Mampukah pendidikan karakter menjiwai sistem pendidikan kita? Memang
membentuk siswa yang berkarakter bukan suatu upaya mudah dan cepat. Hal
tersebut memerlukan upaya terus menerus dan refleksi mendalam untuk membuat
rentetan Moral Choice (keputusan moral) yang harus ditindaklanjuti dengan
aksi nyata, sehingga menjadi hal yang praktis dan reflektif. Diperlukan
sejumlah waktu untuk membuat semua itu menjadi custom (kebiasaan) dan membentuk
watak atau tabiat seseorang. Menurut Helen Keller (manusia buta-tuli pertama
yang lulus cum laude dari Radcliffe College di tahun 1904) “Character cannot be
develop in ease and quite. Only through experience of trial and suffering can
the soul be strengthened, vision cleared, ambition inspired, and success
achieved”.
Selain itu pencanangan pendidikan
karakter tentunya dimaksudkan untuk menjadi salah satu jawaban terhadap beragam
persoalan bangsa yang saat ini banyak dilihat, didengar dan dirasakan, yang
mana banyak persoalan muncul yang diindentifikasi bersumber dari gagalnya
pendidikan dalam menyuntikkan nilai-nilai moral terhadap peserta didiknya. Hal
ini tentunya sangat tepat, karena tujuan pendidikan bukan hanya melahirkan insan
yang cerdas, namun juga menciptakan insan yang berkarakter kuat. Seperti yang
dikatakan Dr. Martin Luther King, yakni “intelligence plus character that is the goal of true education” (kecerdasan
yang berkarakter adalah tujuan akhir pendidikan yang sebenarnya).

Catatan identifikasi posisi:

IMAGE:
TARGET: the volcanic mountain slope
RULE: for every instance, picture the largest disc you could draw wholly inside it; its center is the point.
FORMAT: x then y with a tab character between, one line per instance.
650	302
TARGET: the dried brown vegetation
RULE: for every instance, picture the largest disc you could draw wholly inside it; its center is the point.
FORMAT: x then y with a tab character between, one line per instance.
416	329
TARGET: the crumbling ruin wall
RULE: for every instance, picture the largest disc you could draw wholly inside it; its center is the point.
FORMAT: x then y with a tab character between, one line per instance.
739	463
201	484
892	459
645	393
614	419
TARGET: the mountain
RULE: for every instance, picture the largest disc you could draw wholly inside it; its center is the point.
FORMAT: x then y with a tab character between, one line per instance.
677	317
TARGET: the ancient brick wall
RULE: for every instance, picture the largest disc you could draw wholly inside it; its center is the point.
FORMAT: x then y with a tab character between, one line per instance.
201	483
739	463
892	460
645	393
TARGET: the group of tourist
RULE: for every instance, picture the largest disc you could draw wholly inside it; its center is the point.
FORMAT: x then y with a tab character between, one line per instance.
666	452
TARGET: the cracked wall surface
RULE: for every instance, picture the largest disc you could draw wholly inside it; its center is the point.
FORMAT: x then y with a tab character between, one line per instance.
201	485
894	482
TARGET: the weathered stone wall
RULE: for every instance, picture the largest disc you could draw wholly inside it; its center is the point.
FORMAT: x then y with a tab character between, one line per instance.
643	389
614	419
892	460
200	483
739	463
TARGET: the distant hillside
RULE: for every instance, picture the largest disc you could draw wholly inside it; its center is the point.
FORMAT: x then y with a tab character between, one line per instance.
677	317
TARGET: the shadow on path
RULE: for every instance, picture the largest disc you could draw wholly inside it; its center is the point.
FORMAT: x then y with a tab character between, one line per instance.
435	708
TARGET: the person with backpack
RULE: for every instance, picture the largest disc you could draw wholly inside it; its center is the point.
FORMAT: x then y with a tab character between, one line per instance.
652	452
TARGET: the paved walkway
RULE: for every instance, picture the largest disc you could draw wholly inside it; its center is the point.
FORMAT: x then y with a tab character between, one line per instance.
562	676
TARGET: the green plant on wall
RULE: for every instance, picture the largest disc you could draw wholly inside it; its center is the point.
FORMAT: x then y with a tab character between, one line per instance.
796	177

Soal Tertulis A = Terjemahkan kalimat berikut dari teks hasil ekstraksi ke dalam bahasa Inggris: "Hal ini tentunya sangat tepat, karena tujuan pendidikan bukan hanya melahirkan insan yang cerdas, namun juga menciptakan insan yang berkarakter kuat."
Soal Tertulis B =
Jawablah pertanyaan berikut berdasarkan teks hasil ekstraksi.
(i) Dari perguruan tinggi mana dan pada tahun berapa Helen Keller lulus cum laude?
(ii) Apa yang diperlukan untuk membuat semua itu menjadi kebiasaan dan membentuk watak seseorang?
(iii) Siapa yang mengatakan "intelligence plus character that is the goal of true education"?

Jawaban Lengkap A = This is certainly very appropriate, because the goal of education is not only to produce intelligent people but also to create people of strong character.

Jawaban Lengkap B =
(i) Helen Keller lulus cum laude dari Radcliffe College pada tahun 1904.
(ii) Yang diperlukan adalah sejumlah waktu.
(iii) Kalimat itu dikatakan oleh Dr. Martin Luther King.